*About this task:*
Report each line from the entries in which "instance" can be found.

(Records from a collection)
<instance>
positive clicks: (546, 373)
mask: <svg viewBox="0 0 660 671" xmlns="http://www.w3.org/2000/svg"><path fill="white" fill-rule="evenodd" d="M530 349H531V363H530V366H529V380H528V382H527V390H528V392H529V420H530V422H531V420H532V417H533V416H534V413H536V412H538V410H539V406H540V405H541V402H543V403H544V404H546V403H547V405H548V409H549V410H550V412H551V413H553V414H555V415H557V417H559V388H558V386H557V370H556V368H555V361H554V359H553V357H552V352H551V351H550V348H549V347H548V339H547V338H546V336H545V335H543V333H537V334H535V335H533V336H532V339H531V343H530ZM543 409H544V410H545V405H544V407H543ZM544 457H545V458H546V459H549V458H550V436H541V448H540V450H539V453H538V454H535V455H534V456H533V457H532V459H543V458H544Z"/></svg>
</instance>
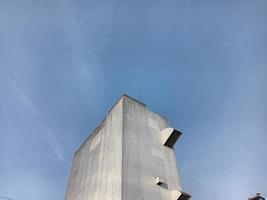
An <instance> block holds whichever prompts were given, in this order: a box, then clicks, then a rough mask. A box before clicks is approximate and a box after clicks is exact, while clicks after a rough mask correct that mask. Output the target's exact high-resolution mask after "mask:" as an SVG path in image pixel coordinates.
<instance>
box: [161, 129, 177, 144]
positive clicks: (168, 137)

*Written reply:*
<instance>
</instance>
An <instance> block holds whichever prompts were given, in this order: a box, then clicks, then a rough mask. A box before clicks is approximate and a box after clicks is exact, while clicks after a rough mask correct that mask. Output the target's exact high-resolution mask after "mask:" as an SVG path in image pixel coordinates.
<instance>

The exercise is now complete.